> _Data in this exercise_
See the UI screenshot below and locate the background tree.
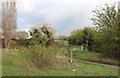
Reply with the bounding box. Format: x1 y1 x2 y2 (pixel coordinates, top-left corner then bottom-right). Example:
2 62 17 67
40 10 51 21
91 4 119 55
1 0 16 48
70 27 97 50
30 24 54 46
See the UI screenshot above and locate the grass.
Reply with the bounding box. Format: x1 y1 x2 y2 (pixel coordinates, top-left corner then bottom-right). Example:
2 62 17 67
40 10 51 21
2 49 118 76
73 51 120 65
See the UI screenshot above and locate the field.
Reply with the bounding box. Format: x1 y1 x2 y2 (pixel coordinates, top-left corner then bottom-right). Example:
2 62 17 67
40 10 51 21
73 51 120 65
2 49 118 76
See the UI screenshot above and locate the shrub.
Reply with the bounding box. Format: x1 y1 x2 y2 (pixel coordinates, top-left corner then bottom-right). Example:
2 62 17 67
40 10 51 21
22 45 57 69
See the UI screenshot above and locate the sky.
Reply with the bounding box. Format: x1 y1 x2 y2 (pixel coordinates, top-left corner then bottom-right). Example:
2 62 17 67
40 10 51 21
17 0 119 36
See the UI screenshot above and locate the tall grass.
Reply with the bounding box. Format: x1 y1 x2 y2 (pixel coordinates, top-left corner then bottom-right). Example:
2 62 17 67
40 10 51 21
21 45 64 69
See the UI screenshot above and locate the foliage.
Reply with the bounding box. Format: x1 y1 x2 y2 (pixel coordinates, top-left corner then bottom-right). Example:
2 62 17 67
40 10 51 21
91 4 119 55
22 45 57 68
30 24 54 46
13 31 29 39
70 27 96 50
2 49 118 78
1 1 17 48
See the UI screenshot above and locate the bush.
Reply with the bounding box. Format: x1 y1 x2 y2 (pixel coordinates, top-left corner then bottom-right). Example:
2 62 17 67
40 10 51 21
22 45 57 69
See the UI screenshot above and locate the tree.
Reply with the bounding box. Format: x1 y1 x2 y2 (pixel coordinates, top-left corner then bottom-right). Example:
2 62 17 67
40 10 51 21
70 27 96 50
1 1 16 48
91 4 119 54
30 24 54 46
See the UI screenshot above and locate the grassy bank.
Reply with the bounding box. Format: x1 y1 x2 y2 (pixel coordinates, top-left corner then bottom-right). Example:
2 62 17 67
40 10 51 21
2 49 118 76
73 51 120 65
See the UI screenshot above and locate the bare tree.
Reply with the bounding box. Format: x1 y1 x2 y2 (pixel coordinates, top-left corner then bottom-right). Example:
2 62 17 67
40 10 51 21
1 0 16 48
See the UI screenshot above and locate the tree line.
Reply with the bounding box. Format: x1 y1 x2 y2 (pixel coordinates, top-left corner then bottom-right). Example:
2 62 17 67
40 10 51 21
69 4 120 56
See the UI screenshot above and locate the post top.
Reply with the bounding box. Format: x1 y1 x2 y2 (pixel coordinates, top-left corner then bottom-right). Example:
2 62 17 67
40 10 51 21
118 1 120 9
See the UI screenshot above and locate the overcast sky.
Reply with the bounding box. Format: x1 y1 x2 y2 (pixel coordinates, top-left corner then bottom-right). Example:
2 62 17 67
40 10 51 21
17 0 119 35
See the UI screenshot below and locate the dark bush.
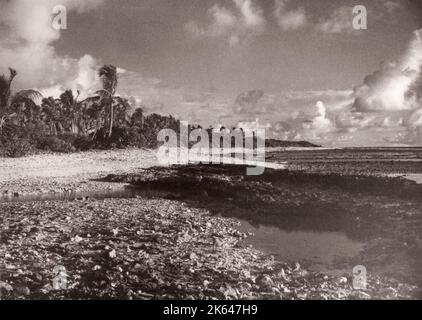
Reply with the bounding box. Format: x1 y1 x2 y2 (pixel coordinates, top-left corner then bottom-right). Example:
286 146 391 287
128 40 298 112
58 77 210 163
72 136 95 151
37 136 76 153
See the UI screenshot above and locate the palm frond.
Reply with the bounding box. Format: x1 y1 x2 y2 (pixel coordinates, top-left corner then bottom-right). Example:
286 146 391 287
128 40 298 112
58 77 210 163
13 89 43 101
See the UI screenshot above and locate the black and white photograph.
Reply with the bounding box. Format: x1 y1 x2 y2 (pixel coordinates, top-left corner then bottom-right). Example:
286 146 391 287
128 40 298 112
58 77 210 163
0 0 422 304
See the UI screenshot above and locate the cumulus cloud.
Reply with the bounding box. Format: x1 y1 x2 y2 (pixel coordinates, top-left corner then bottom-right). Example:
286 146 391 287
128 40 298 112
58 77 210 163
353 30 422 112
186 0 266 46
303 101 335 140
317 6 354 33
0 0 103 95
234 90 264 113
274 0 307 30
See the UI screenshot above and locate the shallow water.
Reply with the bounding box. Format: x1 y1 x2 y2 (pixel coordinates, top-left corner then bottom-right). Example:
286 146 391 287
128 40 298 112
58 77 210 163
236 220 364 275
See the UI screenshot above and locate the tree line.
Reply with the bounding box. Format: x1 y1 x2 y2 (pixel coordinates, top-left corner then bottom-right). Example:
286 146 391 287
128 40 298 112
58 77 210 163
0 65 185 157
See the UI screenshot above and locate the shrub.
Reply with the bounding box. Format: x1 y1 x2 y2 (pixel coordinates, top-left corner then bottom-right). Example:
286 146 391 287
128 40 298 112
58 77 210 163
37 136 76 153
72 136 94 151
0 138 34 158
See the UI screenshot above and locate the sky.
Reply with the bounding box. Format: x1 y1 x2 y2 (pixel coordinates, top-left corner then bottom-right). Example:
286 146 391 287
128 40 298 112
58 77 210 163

> _Required task_
Put every line of the items above into a numbered list, skipping blank lines and leaving out the pictures.

> _Worked answer_
1. See the UI screenshot below and locate the background tree.
2. Reply with the bounding box. Format: x1 y1 x2 y2 (pixel coordinates, top-left corner then bottom-right). Example:
3. 2 62 17 67
4. 40 10 51 21
5. 91 4 119 55
6. 1 0 16 48
7. 70 27 97 50
8. 30 24 54 46
9. See the UI screenshot above and locate the grass.
10. Reply with the bounding box. Format: x1 y1 x2 y2 (pixel coordinates, top-left corner then bottom-right). Example:
11. 2 62 17 67
12. 40 10 51 21
13. 2 49 118 76
14. 73 51 120 65
15. See the UI screenshot above and locate the field.
16. Reply with the bounding box. Format: x1 y1 x2 y2 (pixel coordinates, top-left corner then bottom-right). Example:
17. 2 62 17 67
18. 40 10 51 21
19. 73 51 120 65
20. 2 49 118 76
21. See the UI screenshot above and locate the shrub.
22. Reply with the bounding box. Format: x1 y1 x2 y2 (pixel coordinates, top-left corner then bottom-right). Example:
23. 2 62 17 67
24. 40 10 51 21
25. 22 45 57 69
26. See the UI screenshot above and locate the sky.
27. Reply with the bounding box. Format: x1 y1 x2 y2 (pixel coordinates, top-left corner then bottom-right). Example:
28. 2 62 17 67
29. 40 10 51 21
30. 17 0 119 36
31. See the UI screenshot above and locate the tall grass.
32. Reply with the bounding box. Format: x1 y1 x2 y2 (pixel coordinates, top-left corner then bottom-right). Example:
33. 2 62 17 67
34. 40 10 51 21
35. 21 45 64 69
36. See the UI screenshot above and locate the foliage.
37. Reply with the bounding box. Format: x1 y1 x2 y2 (pixel coordinates, top-left corner then bottom-right). Example:
38. 2 62 17 67
39. 40 10 51 21
40. 91 4 119 55
41. 22 45 57 68
42. 30 24 54 46
43. 13 31 29 39
44. 70 27 96 50
45. 2 49 118 78
46. 1 1 17 48
47. See the UI screenshot above and locate the bush.
48. Reply with the bounding box. Format: x1 y1 x2 y2 (pixel coordinates, top-left corner then bottom-right). Example:
49. 2 62 17 67
50. 40 10 51 21
51. 22 45 57 69
52. See the UI screenshot above and locate the tree.
53. Reply with the bounding box. Format: x1 y1 x2 y2 (pixel coordinates, top-left corner then bottom-right). Example:
54. 2 62 17 67
55. 40 10 51 21
56. 70 27 96 50
57. 1 1 16 48
58. 91 4 119 54
59. 30 24 54 46
60. See the UI screenshot above and locate the grassy bank.
61. Reply with the bounding box. Format: x1 y1 x2 y2 (pixel coordinates, top-left corner then bottom-right). Example:
62. 2 62 17 67
63. 40 10 51 21
64. 2 49 118 76
65. 73 51 120 65
66. See the UI screenshot above and locate the bare tree.
67. Reply with the bounding box. Format: x1 y1 x2 y2 (pixel coordinates, top-left corner then bottom-right). Example:
68. 2 62 17 67
69. 40 10 51 21
70. 1 0 16 48
71. See the UI screenshot above and locate the tree line.
72. Reply with the bounding box. Format: x1 y1 x2 y2 (pixel coordinates, top-left corner then bottom-right). Example:
73. 2 62 17 67
74. 40 10 51 21
75. 69 4 120 56
76. See the UI screenshot above and locate the post top.
77. Reply with the bounding box. Format: x1 y1 x2 y2 (pixel coordinates, top-left corner then bottom-right). Example:
78. 2 62 17 67
79. 40 10 51 21
80. 118 1 120 9
81. See the UI screenshot above and locate the overcast sky.
82. Reply with the bounding box. Format: x1 y1 x2 y2 (pixel coordinates, top-left corner then bottom-right). Example:
83. 2 62 17 67
84. 40 10 51 21
85. 17 0 119 35
86. See the UI screenshot below and locate the dark bush.
87. Reply with the bounding box. Format: x1 y1 x2 y2 (pixel coordinates, top-left corner then bottom-right). Example:
88. 286 146 391 287
89. 128 40 298 112
90. 58 77 210 163
91. 72 136 95 151
92. 37 136 76 153
93. See the UI screenshot above and locate the palm frond.
94. Reply with the bounding box. Format: x1 y1 x2 y2 (pixel coordinates, top-left corner then bottom-right). Example:
95. 286 146 391 287
96. 128 40 298 112
97. 58 77 210 163
98. 13 89 43 101
99. See the UI screenshot above and locate the black and white photograph.
100. Reply with the bounding box. Format: x1 y1 x2 y2 (pixel coordinates, top-left corner then bottom-right). Example:
101. 286 146 391 287
102. 128 40 298 112
103. 58 77 210 163
104. 0 0 422 304
105. See the UI screenshot above and locate the cumulus cloud.
106. Reply with the bounding box. Format: x1 y1 x2 y2 (pixel coordinates, top-left corner then bottom-right). Example:
107. 286 146 391 287
108. 128 40 298 112
109. 58 77 210 163
110. 353 30 422 112
111. 186 0 266 46
112. 303 101 335 140
113. 317 6 354 33
114. 0 0 103 95
115. 234 90 264 113
116. 274 0 307 30
117. See the UI screenshot above and locate the shallow water.
118. Reply with the bounding box. Format: x1 y1 x2 y2 (pixel coordinates, top-left corner then bottom-right). Example:
119. 286 146 391 287
120. 128 40 298 112
121. 58 77 210 163
122. 236 220 364 275
123. See the UI screenshot above and locate the tree line.
124. Reply with the bounding box. Format: x1 y1 x2 y2 (pixel coordinates, top-left corner then bottom-right). Example:
125. 286 146 391 287
126. 128 40 298 112
127. 58 77 210 163
128. 0 65 185 157
129. See the UI screenshot above and locate the shrub.
130. Reply with the bounding box. Format: x1 y1 x2 y2 (pixel coordinates, top-left corner then bottom-right). Example:
131. 286 146 391 287
132. 128 40 298 112
133. 58 77 210 163
134. 37 136 76 153
135. 72 136 94 151
136. 0 138 34 158
137. See the UI screenshot above and locate the sky.
138. Reply with the bounding box. Format: x1 y1 x2 y2 (pixel coordinates, top-left corner then bottom-right). Example:
139. 286 146 391 287
140. 128 40 298 112
141. 58 77 210 163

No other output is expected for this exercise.